=== TO BE DONE ===
Rewrite every entry below, substituting "image coordinates" for each occurrence of "pixel coordinates" and leaving everything else unchanged.

=== WORKING DATA ===
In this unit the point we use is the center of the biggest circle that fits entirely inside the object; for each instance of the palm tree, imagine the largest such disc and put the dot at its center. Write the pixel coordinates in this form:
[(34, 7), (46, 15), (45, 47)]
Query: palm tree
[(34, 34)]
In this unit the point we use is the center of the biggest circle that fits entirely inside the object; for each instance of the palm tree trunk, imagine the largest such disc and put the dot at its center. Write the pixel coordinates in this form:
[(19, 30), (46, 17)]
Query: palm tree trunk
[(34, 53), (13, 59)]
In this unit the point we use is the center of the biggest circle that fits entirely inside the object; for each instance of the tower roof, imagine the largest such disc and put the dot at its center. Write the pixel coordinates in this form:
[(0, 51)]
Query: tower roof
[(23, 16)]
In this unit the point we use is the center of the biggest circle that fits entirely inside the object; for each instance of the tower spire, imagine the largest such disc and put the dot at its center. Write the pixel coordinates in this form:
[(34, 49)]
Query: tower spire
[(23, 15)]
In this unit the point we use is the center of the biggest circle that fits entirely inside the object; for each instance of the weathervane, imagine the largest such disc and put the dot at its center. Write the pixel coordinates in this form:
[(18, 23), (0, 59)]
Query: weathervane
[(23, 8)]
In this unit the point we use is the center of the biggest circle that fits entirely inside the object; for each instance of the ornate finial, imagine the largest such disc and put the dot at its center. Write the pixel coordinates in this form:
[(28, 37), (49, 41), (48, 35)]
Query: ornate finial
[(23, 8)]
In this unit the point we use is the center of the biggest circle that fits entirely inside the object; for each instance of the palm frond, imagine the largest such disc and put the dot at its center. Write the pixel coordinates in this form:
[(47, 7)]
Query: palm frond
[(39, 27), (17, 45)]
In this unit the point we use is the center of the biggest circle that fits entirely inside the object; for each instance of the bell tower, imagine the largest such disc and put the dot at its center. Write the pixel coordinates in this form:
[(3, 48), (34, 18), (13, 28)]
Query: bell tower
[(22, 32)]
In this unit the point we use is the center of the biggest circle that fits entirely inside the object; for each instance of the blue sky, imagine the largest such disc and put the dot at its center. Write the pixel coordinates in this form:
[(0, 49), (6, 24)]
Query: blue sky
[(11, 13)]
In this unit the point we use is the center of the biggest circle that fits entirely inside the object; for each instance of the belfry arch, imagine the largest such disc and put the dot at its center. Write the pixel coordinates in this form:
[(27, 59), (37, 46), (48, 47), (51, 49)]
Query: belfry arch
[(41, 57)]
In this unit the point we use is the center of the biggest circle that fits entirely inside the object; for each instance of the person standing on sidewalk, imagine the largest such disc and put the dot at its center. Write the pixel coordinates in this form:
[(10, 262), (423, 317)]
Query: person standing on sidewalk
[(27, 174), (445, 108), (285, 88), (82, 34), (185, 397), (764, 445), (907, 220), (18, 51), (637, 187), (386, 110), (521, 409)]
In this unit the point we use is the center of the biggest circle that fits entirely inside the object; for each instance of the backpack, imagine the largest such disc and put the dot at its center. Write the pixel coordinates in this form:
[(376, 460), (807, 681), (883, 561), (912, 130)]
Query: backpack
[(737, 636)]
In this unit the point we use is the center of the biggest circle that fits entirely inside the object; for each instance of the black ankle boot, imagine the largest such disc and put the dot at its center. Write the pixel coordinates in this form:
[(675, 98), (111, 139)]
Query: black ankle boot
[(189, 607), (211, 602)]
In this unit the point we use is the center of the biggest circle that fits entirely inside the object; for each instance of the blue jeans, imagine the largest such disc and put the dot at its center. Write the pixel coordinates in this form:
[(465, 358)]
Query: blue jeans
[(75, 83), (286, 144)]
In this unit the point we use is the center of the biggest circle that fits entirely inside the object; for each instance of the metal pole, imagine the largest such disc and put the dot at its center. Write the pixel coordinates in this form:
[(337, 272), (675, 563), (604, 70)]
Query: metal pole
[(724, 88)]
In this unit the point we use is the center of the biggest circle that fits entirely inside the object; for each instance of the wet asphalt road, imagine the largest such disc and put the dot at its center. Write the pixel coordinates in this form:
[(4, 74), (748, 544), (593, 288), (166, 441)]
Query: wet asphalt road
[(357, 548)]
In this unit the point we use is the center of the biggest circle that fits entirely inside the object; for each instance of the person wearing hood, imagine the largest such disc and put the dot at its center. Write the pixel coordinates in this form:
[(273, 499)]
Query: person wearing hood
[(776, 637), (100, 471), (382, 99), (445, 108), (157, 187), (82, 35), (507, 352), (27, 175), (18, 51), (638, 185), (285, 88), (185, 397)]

=== WRITTEN SOLUTION ===
In this unit the point we use is the center of the biggest circle that fits entirely inside the object; for each instance of the palm tree, imagine the largest such disc and put the dot at its center. Write the image coordinates in this form:
[(34, 7), (46, 15), (45, 47)]
Query: palm tree
[(34, 34)]
In this unit the point we use is the center of the biggest circle that fits entirely inside the object; for each instance of the palm tree trunk, imagine the largest such disc and put the dot at its center. Write the image coordinates in this form:
[(19, 30), (46, 17)]
Query: palm tree trunk
[(34, 53), (13, 59)]
In this unit the point we use is the center of the biggest circle that fits entirely inside the object; for each instance of the tower roof, imagine the largest such disc and put the dot at its center. Write the image coordinates in this form:
[(0, 51)]
Query: tower roof
[(23, 16)]
In this unit the point we use is the center of the biggest circle that fits entirely inside the object; for each instance of the tower spire, imagine the largest such disc and put the dot at its center. Write the image coordinates in this form:
[(34, 49)]
Query: tower spire
[(23, 15)]
In this unit the point we use is the center of the biggest circle that fits entirely inside the object; for each instance of the weathervane, imagine the largest such disc and put the dot at its center. Write the image coordinates in this form:
[(18, 23), (0, 59)]
Query: weathervane
[(23, 8)]
In this unit the point we use is the center of the biggest circle that fits entirely inside the object; for each instance of the ornate finial, imagine the largest such disc and put the dot at its center. Write the image coordinates in this form:
[(28, 37), (49, 41), (48, 35)]
Query: ornate finial
[(23, 8)]
In this unit the point we use is the center of the biggest circle that fits entirely inside the object; for each instance of the palm frond, imagine the largest such disc and put the dot at its center. Write the image coordinates in this form:
[(47, 7)]
Query: palm frond
[(39, 27), (17, 45)]
In this unit the point we use is the center of the biggest circle that fits entirely inside the object; for each instance of the bell tower, imagine the largest such disc and put the dot at its center. Write the image coordinates in this form:
[(3, 48), (34, 18), (13, 28)]
Query: bell tower
[(22, 32)]
In this unit the point we use is the center of the biggest circle that fits entirely inside the object; for each instance of the blue sky, imagine the largest such disc and put the dot at its center. Write the image coordinates in this form:
[(0, 49), (6, 24)]
Query: blue sky
[(11, 13)]
In this unit the point we use is the center of the biggest circle that fits entirely inside the object; for each instance of the belfry arch, imagine the largest such disc and put the dot at its center. Write the image coordinates in this form:
[(27, 59), (37, 46), (48, 47), (51, 49)]
Query: belfry arch
[(41, 57)]
In this unit the point we use is the center of the biggest circle that fits entirely inside the object; for each instance of the person standing on sidewalk, imagine the largest such disc and put the dot at its center. Write the image coordinates in this form:
[(10, 262), (423, 317)]
Query: person standing on sidewalk
[(27, 174), (445, 108), (285, 88), (82, 34), (185, 397), (764, 445), (907, 220), (18, 51), (637, 187), (386, 110), (521, 409)]
In this unit the point we use is the center of the biggest circle that fits entirely inside the object; for each instance of the backpack, imagine the largest such disc and put the dot at its center. Write the image coordinates in this form:
[(376, 460), (807, 681), (883, 561), (912, 130)]
Query: backpack
[(737, 636)]
In this unit the point we use is the center of the biggest circle that fits entirely inside the object; for each instance of the black ankle boot, imagine the largest such disc and put the dot at its center. Write the image coordinates in this form:
[(675, 98), (111, 139)]
Query: black ankle boot
[(189, 607), (211, 602)]
In this unit the point we use is the center of the biggest circle that fits entirely inside the object; for each instance of the blue jeans, imagine the largest such disc and put the dot at its center. Write the image coordinates in this form:
[(465, 358)]
Query: blue jeans
[(75, 83), (286, 144)]
In this unit the point we use is the center of the biggest circle that fits entirely inside the object; for each instance of the metal pole, imagine the largest such disc and put the dot at its center. Write the image coordinates in this form:
[(337, 272), (675, 563), (604, 70)]
Query: metal pole
[(724, 88)]
In this unit the point we use is the center of the biggest circle that fits entirely inside the object; for each instance of the wet asphalt road, imagine the largest such disc and put the dot at its center. Write the image coordinates in this form:
[(4, 74), (748, 544), (593, 288), (166, 441)]
Query: wet asphalt road
[(357, 548)]
In this unit the point we use is the center of the biggest circle that fits entirely inside the object; for each instance of the person wearing hood, imagine the largest such disc and put the dot at its center. Write the image coordinates in this form:
[(273, 499)]
Query: person wearing hood
[(776, 637), (100, 471), (382, 99), (445, 108), (157, 187), (82, 35), (507, 352), (27, 175), (18, 51), (638, 185), (285, 88), (185, 397)]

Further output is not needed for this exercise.